### [INSTRUCTIONS TO FOLLOW]
Leave out all pictures while repeating the records exactly and completely.

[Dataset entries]
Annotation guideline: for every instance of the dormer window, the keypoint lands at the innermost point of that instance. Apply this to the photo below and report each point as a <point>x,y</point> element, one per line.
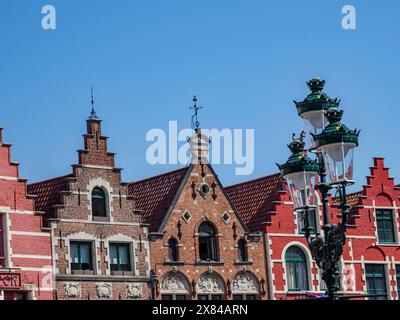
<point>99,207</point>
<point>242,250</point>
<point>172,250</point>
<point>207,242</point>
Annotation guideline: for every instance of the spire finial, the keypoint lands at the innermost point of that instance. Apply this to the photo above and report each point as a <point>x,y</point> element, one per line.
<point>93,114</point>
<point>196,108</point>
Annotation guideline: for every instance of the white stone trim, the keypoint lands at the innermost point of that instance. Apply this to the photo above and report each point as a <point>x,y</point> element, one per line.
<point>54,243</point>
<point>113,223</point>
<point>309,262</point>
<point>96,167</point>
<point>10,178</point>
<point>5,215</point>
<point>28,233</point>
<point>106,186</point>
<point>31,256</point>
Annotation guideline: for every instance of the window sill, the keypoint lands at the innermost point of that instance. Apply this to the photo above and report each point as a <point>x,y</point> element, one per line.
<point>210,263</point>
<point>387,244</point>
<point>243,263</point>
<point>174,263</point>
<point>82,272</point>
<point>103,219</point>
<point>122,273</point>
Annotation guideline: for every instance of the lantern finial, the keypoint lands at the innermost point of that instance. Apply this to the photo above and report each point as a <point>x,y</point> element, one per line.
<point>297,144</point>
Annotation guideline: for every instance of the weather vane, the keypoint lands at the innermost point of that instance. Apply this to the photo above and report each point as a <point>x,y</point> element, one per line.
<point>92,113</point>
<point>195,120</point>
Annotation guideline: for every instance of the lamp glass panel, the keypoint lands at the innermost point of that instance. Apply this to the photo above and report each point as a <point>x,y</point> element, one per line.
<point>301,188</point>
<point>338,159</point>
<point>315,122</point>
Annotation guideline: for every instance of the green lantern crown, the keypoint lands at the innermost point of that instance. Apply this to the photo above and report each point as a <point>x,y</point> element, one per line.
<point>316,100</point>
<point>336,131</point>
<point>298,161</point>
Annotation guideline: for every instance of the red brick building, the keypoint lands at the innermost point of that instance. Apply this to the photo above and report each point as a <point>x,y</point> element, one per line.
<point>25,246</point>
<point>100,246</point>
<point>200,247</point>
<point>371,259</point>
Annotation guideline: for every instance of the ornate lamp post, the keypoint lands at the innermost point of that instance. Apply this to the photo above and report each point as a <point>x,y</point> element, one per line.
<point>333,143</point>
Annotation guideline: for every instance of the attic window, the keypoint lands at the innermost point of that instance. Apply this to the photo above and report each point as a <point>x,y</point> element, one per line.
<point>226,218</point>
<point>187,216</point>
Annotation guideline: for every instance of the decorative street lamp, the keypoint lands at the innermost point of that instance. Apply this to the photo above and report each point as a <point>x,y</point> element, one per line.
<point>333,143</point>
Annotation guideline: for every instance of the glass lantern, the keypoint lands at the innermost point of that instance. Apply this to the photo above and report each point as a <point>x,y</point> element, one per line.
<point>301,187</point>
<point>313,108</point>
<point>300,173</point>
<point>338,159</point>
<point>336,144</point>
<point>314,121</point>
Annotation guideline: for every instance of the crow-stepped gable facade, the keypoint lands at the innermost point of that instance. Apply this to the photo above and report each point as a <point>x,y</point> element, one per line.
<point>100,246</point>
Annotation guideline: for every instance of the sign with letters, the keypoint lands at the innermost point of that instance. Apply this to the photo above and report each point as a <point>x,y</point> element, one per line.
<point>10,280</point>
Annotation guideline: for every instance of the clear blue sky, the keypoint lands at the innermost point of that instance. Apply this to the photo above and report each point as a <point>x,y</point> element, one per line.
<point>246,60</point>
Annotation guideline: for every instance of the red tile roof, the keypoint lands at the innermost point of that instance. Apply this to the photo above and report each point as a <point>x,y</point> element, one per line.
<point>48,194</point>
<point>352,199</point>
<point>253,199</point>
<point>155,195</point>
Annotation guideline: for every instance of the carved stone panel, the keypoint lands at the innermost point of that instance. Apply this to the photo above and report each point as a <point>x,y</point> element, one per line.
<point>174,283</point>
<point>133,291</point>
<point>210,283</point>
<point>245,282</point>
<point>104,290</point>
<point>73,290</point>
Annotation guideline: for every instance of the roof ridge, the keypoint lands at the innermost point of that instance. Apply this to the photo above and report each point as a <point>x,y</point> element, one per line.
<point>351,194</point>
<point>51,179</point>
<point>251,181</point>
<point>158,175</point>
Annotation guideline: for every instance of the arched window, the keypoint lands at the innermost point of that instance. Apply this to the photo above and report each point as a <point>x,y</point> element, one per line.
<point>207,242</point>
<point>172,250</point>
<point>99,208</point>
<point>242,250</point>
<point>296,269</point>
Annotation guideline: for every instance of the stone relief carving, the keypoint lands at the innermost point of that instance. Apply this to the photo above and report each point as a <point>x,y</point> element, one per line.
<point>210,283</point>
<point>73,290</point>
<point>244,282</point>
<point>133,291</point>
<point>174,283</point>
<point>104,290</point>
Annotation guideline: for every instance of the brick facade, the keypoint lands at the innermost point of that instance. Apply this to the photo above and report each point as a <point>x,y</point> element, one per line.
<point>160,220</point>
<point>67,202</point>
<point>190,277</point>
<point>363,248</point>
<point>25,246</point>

### [EXPECTED ANSWER]
Annotation guideline: for every instance of the dormer window, the keypoint lands at the innermost point of that instance. Apply this to the photo below and report each point as a <point>x,y</point> element, one per line.
<point>99,207</point>
<point>242,250</point>
<point>172,250</point>
<point>207,242</point>
Annotation guideline: for every instance of the spire finial, the keypoint lands at the innermost point of that instance. Apply this to the photo above and report each point as a <point>x,y</point> element, one per line.
<point>93,114</point>
<point>196,108</point>
Annotation guideline: for every instance of the white stone trim, the keypoint lands at the innermost point of that instance. Apply this to the photo above and report each point as a <point>x,y</point> element, one per line.
<point>54,243</point>
<point>113,223</point>
<point>309,262</point>
<point>96,167</point>
<point>10,178</point>
<point>5,215</point>
<point>28,233</point>
<point>106,186</point>
<point>31,256</point>
Annotation guideline: for every instance of the window sill, the keypoint lands at the innermost point of that instance. Apply this to the photo above and report each point as a <point>x,y</point> element, one per line.
<point>210,263</point>
<point>387,244</point>
<point>243,263</point>
<point>174,263</point>
<point>82,272</point>
<point>103,219</point>
<point>122,273</point>
Annotation guideline: for every instance of the lantern finial, the keypoint lands at the innermost point of that instance. Apply this to the photo above and report each point as a <point>x,y</point> element, one per line.
<point>297,144</point>
Annotation guideline: for every instance of the weather vane, the keypoint lands at the innermost point of that instance. Apply this to the photo above and report each point as a <point>x,y</point> element, one per line.
<point>92,113</point>
<point>195,120</point>
Annotation guideline: for every instance of the lamp glass panel, the keypoint lands at the innermost point of that instance. Apply this to the photo above and report each point as a <point>x,y</point> element, one per line.
<point>301,188</point>
<point>338,159</point>
<point>315,122</point>
Annotation guideline: for every instance of the green lantern crown, the keypoint lands at the innermost point of that instance. Apply this to the photo above and report each point as a <point>x,y</point> element, one per line.
<point>316,100</point>
<point>336,131</point>
<point>298,161</point>
Annotation guideline: for every instance of the red brick building, the keypoint lands at the innermost point of that instance. Apply this to the photo above and report each point as a <point>x,y</point> element, one per line.
<point>25,246</point>
<point>100,246</point>
<point>200,247</point>
<point>371,259</point>
Annotation guideline: for every instance of the ornate lamp post, the keypoint lands at the innermost point of that instance. Apply this to the photo above and report each point as a <point>x,y</point> element, one per line.
<point>333,143</point>
Annotation guideline: for every instance of the attic window, the keypoint lands at the innermost point of that instance. Apply this to the photo above and report each point as a <point>x,y</point> element, one per line.
<point>226,218</point>
<point>187,216</point>
Annotation guideline: for every instance of the decorative street lamp, the keypoint lands at the innermost point of that instance. Apply this to the photo above and report each point as a <point>x,y</point> element, one per line.
<point>333,143</point>
Annotation guideline: for every instance of the glass lantern, the keypoint lands at the innermost point of that instance. Apply this to the photo above and report each point as a <point>x,y</point> element, one per line.
<point>301,187</point>
<point>313,108</point>
<point>300,173</point>
<point>338,159</point>
<point>336,144</point>
<point>314,121</point>
Annotation guideline: for every instance of the crow-stepped gable facade, the keypoint lands at the innermost point of that instance. Apply this to the photo above and report each point as a <point>x,y</point> element, one per line.
<point>100,246</point>
Annotation guideline: for every instance of the sign with letters, the keypoint lands at the innermost point of that instance. Apply this to the photo above and report each point as a <point>x,y</point> element, one per line.
<point>10,280</point>
Annotation guideline: for every instance of the clear blue sky, the keypoint lands at the innermost point of that instance. Apply this to the photo above and report each point as a <point>x,y</point> element, one per line.
<point>246,60</point>
Annotation guideline: for every instance of the red tile roof, the keypoint lands at the innermost point of that instance. Apply this to the photo above and report each point as a <point>x,y</point> element, one per line.
<point>48,194</point>
<point>352,199</point>
<point>253,199</point>
<point>155,195</point>
Annotation guideline: for every instance of the carved stone panel, the keypoint lands at the innermost point of that instance. Apply this to the photo above and report each point as a <point>x,y</point> element, one per line.
<point>174,283</point>
<point>133,291</point>
<point>210,283</point>
<point>245,282</point>
<point>104,290</point>
<point>73,290</point>
Annotation guideline: for every instance of the roof ridge, the keypoint lands at the innermost point of that instance. Apply this to the photo above and report each point as a <point>x,y</point> element, one per line.
<point>351,194</point>
<point>51,179</point>
<point>251,181</point>
<point>158,175</point>
Annotation guideline: for every instance of the arched window, the keypoint lands at the innermost point of that instance. Apply this to the photo above and report each point as a <point>x,y</point> element, one per line.
<point>207,242</point>
<point>172,250</point>
<point>99,208</point>
<point>242,250</point>
<point>296,269</point>
Annotation guideline: for every instance of the stone relief carving, the keypoint lands at the innermost point of that instance. Apply this to the photo above and report each point as a <point>x,y</point> element, one per line.
<point>210,283</point>
<point>73,290</point>
<point>244,282</point>
<point>133,291</point>
<point>174,283</point>
<point>104,290</point>
Annotation guideline: for every instance of the brick facade, the keypoint lands at the innermost point of that instance. Apply this to the photo above and report each point as a <point>x,y</point> element, one per line.
<point>160,220</point>
<point>67,202</point>
<point>190,277</point>
<point>363,248</point>
<point>25,246</point>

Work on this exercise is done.